====== EXTRACTED RECORDS ======
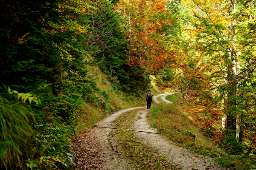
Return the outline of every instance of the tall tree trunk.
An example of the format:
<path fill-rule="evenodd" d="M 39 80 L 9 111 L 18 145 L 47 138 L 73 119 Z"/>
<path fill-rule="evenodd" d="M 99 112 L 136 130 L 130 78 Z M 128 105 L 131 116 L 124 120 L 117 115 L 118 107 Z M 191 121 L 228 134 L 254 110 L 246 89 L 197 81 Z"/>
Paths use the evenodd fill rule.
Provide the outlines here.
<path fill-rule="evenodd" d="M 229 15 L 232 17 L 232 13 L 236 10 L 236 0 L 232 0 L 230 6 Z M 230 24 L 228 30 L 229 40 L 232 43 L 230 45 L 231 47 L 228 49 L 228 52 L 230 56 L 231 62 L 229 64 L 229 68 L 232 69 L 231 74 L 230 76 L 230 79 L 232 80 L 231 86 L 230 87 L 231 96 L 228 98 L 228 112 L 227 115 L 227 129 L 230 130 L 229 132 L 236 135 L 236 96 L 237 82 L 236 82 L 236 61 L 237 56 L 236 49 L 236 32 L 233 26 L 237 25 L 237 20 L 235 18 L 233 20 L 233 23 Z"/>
======
● WHAT TO DO: Rewrite the records above, changing "tall tree trunk" to "fallen log" and leaving every other line as it is. Omit the pictures.

● THE SOLUTION:
Return the outline of every instance of the fallen log.
An example of the format:
<path fill-rule="evenodd" d="M 39 80 L 9 111 L 18 145 L 47 138 L 73 119 Z"/>
<path fill-rule="evenodd" d="M 99 112 L 136 130 L 130 78 Z M 128 105 L 131 116 L 124 120 L 117 115 L 118 107 Z M 191 121 L 228 134 L 254 110 L 246 89 L 197 81 Z"/>
Paths use the evenodd fill rule.
Provide the outlines here.
<path fill-rule="evenodd" d="M 229 15 L 232 17 L 232 13 L 236 10 L 236 0 L 232 0 L 230 6 Z M 230 24 L 228 30 L 229 40 L 232 43 L 230 45 L 231 47 L 228 49 L 228 52 L 230 56 L 231 62 L 229 64 L 229 68 L 232 69 L 231 74 L 230 76 L 230 79 L 232 80 L 231 86 L 230 87 L 231 96 L 228 98 L 228 112 L 227 115 L 227 129 L 230 130 L 229 132 L 236 135 L 236 96 L 237 82 L 236 82 L 236 61 L 237 56 L 236 49 L 236 32 L 233 26 L 237 25 L 237 20 L 235 18 L 233 20 L 233 23 Z"/>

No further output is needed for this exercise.